Records from a dataset:
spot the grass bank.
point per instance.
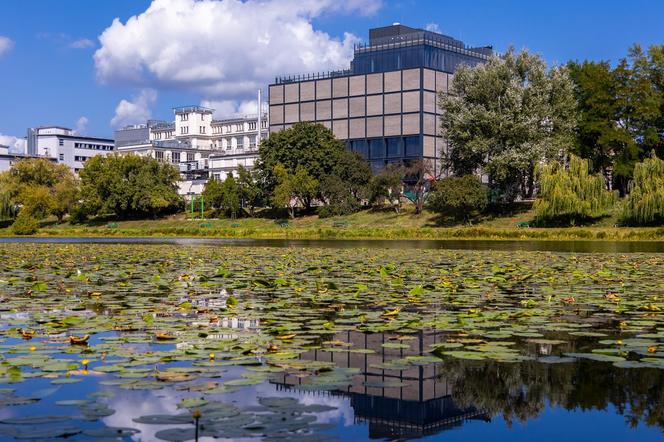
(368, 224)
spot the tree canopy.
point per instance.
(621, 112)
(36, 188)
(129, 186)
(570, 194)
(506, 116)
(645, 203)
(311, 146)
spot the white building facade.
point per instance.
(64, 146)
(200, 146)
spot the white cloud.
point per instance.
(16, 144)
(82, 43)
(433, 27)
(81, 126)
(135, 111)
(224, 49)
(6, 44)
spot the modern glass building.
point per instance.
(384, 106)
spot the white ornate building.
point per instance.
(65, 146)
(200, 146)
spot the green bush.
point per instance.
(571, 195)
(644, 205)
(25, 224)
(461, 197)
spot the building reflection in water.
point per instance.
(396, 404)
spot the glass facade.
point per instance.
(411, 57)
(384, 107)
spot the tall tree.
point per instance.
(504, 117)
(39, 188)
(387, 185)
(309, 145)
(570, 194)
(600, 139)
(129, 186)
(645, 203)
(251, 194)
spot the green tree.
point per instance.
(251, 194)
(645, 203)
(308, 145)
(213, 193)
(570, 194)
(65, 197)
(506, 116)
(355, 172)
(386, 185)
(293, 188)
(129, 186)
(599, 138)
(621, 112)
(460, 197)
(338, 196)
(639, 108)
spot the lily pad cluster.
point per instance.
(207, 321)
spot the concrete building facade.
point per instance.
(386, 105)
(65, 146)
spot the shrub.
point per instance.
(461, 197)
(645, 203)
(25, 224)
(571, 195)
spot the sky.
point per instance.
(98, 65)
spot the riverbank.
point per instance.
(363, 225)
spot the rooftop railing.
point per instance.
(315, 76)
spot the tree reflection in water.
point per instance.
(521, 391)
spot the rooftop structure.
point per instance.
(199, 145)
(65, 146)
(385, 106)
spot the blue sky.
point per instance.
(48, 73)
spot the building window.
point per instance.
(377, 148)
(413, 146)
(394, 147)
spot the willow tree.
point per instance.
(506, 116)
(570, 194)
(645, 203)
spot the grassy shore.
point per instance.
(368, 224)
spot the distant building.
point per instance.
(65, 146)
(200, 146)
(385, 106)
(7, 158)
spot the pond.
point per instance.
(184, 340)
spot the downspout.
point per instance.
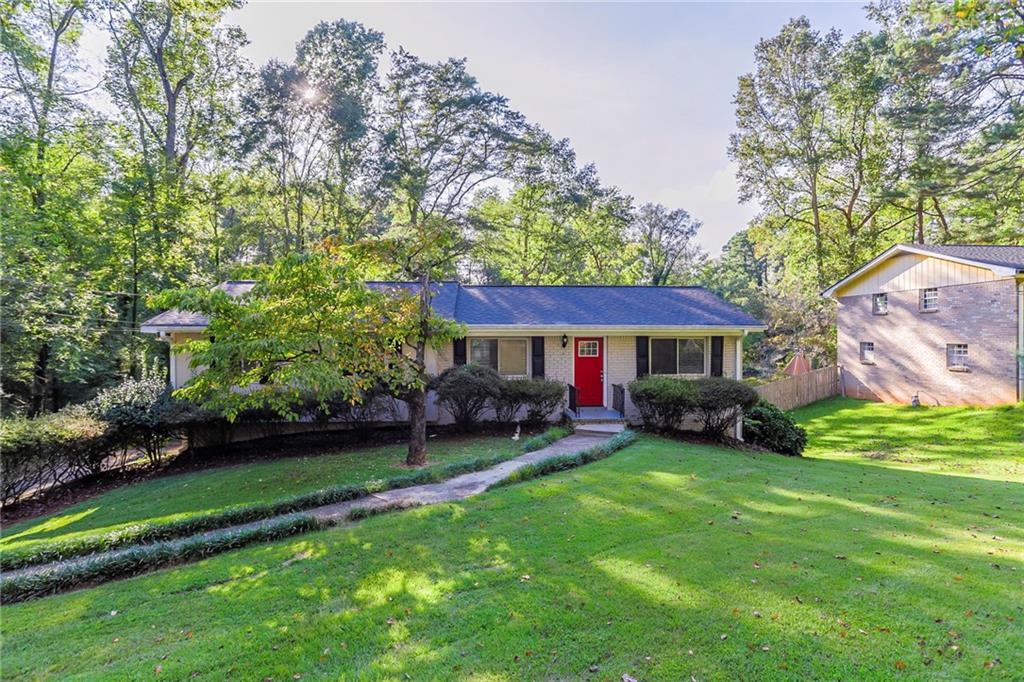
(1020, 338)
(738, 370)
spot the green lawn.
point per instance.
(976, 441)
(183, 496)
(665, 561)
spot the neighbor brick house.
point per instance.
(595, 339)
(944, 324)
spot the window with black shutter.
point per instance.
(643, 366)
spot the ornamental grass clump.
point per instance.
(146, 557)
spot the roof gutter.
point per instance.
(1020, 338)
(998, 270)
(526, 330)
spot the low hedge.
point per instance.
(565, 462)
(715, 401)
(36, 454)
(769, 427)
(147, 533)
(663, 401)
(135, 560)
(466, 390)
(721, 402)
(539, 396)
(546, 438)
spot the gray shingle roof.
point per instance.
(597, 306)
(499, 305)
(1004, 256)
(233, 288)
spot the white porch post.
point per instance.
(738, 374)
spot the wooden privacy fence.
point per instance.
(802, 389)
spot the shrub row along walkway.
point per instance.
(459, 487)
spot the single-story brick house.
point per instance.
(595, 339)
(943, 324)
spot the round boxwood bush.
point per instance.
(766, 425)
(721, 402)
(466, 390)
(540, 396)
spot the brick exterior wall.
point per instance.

■ TASK GOAL
Could you rewrite every line from the one containing "spot the window with black shutter." through the end of the records, keeping each line in full, with each point coordinate scaled by 1.95 and rounded to the nearest whole number (halves rounding up), and give only those lines?

■ SOLUTION FOR THIS EXERCISE
spot the window with black shutter.
point per instance.
(1254, 714)
spot the ornamental grass clump.
point per instance.
(285, 1086)
spot the roof gutter.
point per instance.
(1989, 659)
(1946, 527)
(1026, 644)
spot the low hedge.
point per instance.
(1102, 901)
(1394, 782)
(70, 885)
(1500, 833)
(287, 1039)
(1293, 782)
(263, 1092)
(909, 761)
(1406, 784)
(1051, 772)
(1065, 854)
spot the gray shingle roof.
point per instance.
(1164, 597)
(973, 595)
(1958, 499)
(454, 562)
spot the white porch post.
point per instance.
(1439, 729)
spot the wooden privacy fence.
point per instance.
(1564, 759)
spot the shrub row along walkway.
point per instance.
(895, 950)
spot the single-story brick house.
point per instance.
(1160, 661)
(1839, 632)
spot the round boxwood bush.
point per instance.
(1494, 829)
(1406, 784)
(909, 761)
(1053, 772)
spot the brick exterior wall.
point per instance.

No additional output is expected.